- Image point grounding data:
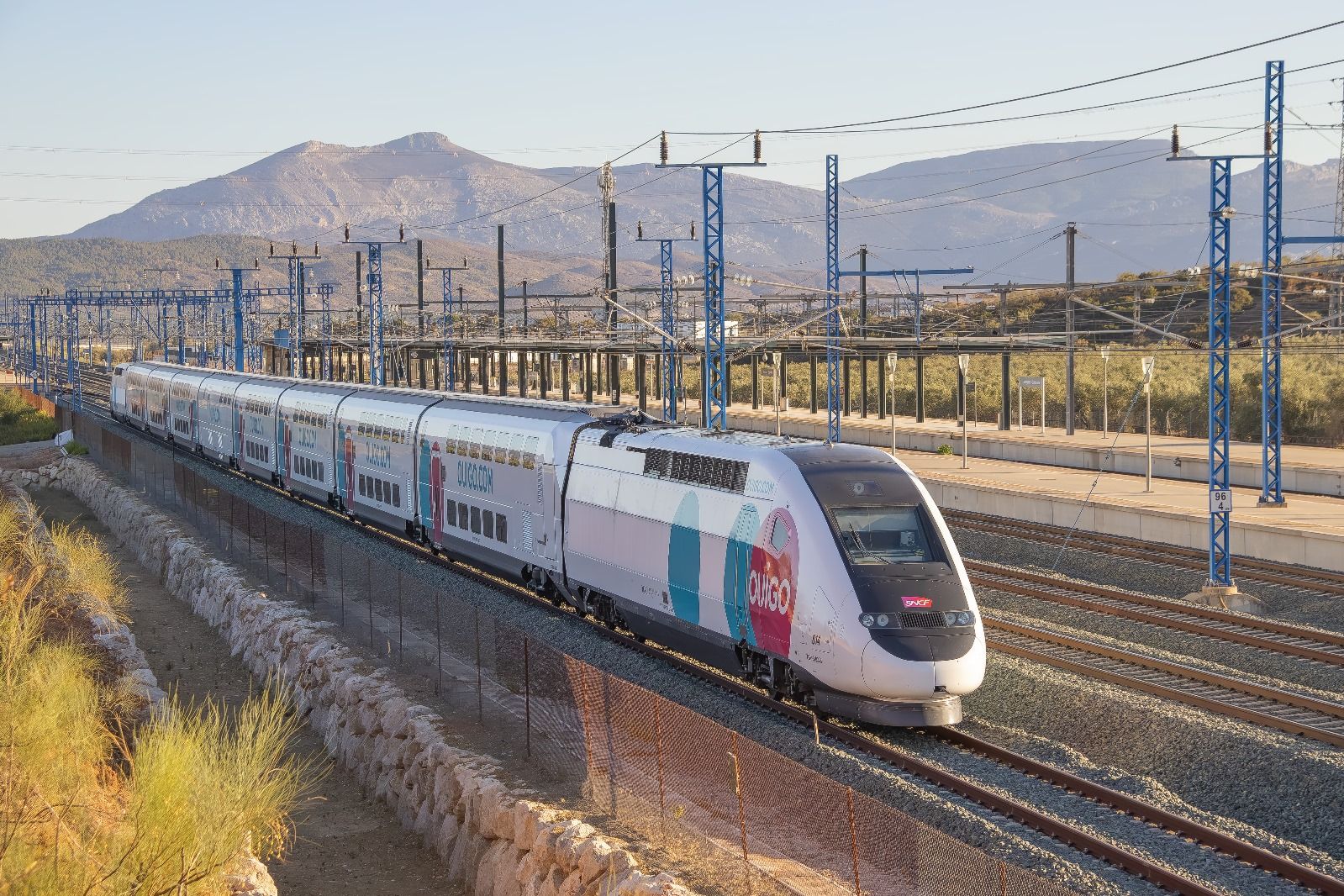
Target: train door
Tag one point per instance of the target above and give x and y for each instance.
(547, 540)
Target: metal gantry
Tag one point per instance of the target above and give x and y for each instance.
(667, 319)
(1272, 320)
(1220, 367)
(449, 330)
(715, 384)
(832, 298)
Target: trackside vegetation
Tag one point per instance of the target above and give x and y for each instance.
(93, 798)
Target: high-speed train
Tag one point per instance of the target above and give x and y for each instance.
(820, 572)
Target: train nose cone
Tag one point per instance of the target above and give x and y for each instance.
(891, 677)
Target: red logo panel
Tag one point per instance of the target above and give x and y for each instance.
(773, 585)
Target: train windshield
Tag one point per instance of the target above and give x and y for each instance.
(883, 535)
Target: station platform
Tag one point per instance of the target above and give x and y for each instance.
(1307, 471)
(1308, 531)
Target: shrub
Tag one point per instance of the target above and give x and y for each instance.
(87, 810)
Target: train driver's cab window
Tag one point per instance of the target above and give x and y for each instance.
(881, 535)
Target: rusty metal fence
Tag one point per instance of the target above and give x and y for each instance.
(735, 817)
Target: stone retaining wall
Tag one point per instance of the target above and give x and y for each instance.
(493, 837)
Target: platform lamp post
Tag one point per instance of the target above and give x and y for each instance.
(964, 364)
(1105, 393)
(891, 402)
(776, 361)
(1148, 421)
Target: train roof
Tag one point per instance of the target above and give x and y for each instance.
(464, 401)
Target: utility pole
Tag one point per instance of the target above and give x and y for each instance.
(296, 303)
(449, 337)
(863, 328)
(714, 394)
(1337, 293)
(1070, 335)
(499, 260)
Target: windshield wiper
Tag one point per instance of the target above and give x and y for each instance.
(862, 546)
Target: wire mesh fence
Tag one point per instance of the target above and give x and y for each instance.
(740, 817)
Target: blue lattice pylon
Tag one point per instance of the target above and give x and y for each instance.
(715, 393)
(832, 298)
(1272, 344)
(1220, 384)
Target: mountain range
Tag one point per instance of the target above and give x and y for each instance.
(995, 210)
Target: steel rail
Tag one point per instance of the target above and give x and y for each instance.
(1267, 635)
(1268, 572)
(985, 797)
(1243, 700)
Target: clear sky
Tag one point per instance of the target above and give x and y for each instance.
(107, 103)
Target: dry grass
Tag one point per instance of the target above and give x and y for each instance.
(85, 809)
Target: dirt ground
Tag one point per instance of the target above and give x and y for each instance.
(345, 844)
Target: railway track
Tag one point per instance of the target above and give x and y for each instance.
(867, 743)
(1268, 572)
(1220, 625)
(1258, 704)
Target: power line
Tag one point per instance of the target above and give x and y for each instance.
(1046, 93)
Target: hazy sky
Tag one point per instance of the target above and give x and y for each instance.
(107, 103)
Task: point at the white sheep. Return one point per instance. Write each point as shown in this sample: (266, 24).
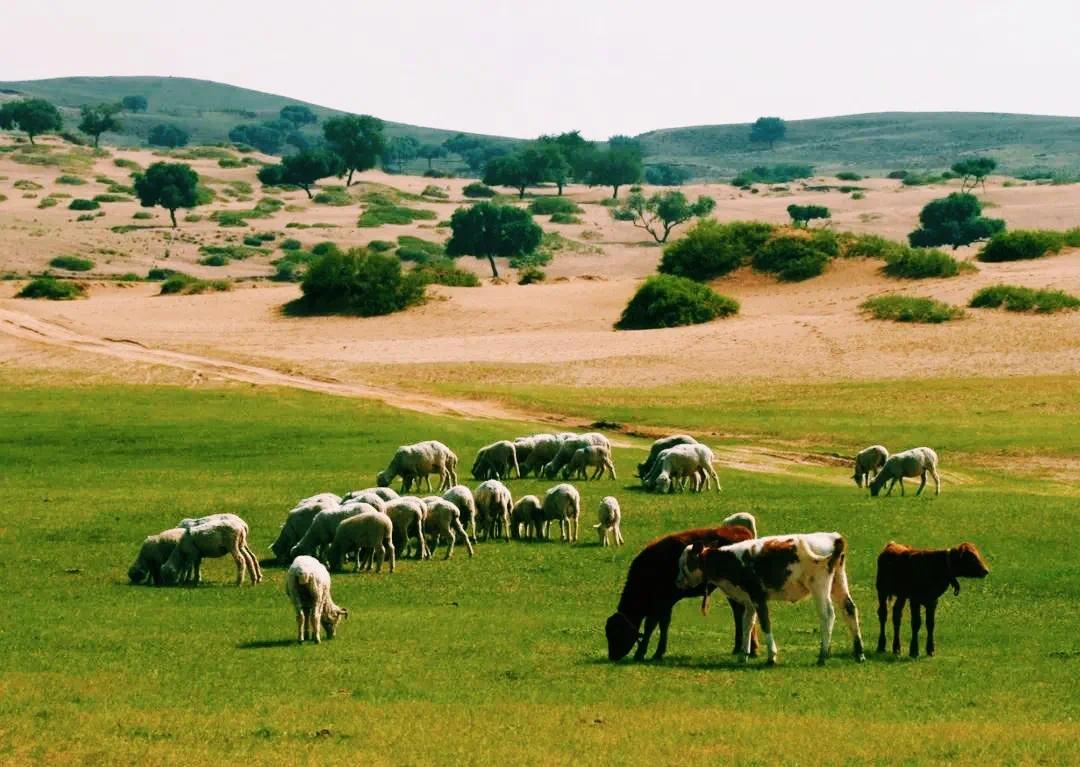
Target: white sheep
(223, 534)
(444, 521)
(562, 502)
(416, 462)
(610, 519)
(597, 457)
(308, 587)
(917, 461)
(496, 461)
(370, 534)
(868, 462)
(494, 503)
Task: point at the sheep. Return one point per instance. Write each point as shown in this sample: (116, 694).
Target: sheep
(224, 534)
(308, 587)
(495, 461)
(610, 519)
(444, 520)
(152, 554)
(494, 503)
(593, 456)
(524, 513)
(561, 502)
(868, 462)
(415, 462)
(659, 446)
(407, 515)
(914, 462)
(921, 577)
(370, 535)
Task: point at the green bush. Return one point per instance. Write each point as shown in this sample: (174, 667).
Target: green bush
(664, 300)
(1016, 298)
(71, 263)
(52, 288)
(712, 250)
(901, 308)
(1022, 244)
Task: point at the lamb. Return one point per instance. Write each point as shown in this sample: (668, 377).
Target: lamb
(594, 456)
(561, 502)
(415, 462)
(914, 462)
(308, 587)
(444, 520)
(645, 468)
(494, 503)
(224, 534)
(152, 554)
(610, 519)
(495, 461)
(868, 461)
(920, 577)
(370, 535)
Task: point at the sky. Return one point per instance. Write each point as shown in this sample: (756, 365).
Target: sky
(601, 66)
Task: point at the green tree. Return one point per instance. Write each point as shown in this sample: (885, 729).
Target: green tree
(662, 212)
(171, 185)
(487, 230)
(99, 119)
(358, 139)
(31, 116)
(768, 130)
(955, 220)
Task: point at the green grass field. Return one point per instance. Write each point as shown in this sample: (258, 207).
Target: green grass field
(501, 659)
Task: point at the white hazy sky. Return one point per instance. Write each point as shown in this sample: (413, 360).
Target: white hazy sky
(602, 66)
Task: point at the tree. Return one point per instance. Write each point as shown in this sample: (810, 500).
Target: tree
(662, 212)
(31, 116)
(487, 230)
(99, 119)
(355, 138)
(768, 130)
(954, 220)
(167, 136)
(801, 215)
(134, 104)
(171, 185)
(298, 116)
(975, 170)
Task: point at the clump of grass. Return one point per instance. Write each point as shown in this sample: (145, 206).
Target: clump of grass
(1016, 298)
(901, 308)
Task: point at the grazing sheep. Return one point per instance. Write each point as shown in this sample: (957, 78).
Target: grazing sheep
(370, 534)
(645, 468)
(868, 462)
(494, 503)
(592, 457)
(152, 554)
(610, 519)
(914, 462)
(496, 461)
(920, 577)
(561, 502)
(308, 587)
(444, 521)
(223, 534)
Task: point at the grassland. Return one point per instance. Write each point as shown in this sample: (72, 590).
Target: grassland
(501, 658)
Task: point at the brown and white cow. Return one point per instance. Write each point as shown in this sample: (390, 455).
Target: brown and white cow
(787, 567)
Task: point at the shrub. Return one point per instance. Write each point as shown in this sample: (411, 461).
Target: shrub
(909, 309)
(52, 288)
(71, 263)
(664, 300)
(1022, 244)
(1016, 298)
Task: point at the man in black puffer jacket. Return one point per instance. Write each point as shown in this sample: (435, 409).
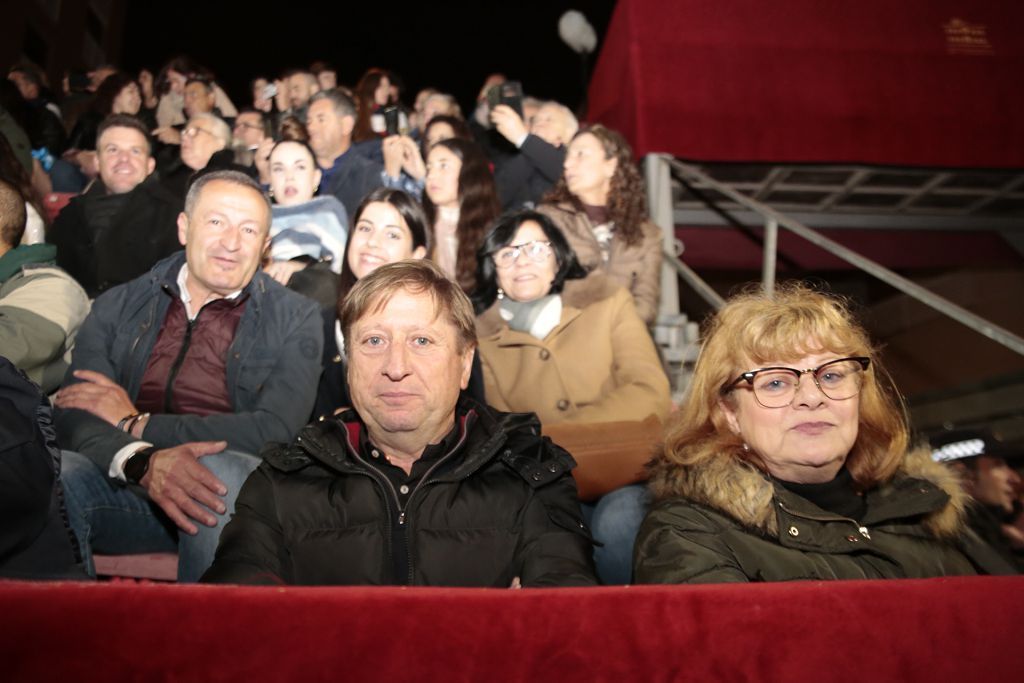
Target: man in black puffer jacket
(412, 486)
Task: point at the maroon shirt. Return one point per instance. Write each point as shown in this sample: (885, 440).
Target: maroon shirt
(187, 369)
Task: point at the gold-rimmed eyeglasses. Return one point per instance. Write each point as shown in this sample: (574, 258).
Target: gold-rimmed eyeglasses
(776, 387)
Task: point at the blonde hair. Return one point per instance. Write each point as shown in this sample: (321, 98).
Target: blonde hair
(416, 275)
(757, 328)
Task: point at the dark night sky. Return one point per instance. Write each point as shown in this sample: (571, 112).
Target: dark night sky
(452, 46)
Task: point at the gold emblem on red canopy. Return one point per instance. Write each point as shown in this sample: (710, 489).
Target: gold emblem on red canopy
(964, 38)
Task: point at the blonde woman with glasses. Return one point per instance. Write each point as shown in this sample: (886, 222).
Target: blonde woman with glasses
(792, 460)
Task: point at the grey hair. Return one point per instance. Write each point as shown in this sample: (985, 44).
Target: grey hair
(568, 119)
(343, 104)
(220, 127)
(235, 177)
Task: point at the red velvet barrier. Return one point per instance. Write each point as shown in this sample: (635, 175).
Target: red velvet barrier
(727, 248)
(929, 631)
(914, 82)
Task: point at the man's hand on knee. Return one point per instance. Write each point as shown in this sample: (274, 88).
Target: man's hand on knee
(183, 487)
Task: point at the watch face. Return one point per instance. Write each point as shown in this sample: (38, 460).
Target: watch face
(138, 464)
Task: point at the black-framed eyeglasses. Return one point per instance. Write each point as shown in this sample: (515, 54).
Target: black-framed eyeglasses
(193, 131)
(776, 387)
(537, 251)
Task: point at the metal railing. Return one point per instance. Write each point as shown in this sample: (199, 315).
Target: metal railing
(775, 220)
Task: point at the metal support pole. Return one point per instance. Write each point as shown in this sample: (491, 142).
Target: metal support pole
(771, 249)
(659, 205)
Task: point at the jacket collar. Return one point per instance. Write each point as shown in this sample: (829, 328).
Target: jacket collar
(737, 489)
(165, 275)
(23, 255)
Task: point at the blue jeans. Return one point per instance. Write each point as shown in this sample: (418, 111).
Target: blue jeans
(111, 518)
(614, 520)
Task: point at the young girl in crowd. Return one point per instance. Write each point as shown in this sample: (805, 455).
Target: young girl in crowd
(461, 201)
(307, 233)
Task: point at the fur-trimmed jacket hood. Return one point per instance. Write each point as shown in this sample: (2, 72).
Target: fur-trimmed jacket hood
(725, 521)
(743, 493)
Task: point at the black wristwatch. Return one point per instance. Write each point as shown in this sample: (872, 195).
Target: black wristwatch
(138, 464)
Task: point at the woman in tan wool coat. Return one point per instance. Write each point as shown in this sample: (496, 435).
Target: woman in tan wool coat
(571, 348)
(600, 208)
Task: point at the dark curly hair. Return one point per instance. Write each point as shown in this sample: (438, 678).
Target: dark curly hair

- Exercise brief:
Above are the entries. Copy exactly the part that opens with the line containing "Target: clear sky" and closes with the line containing "Target: dirt ground", and no more.

- Task result:
Target: clear sky
Tag one point per instance of the target above and give x and y for each instance.
(107, 103)
Target: dry grass
Tag one point per instance of the target above and give x and y for each instance.
(85, 809)
Target: dirt ground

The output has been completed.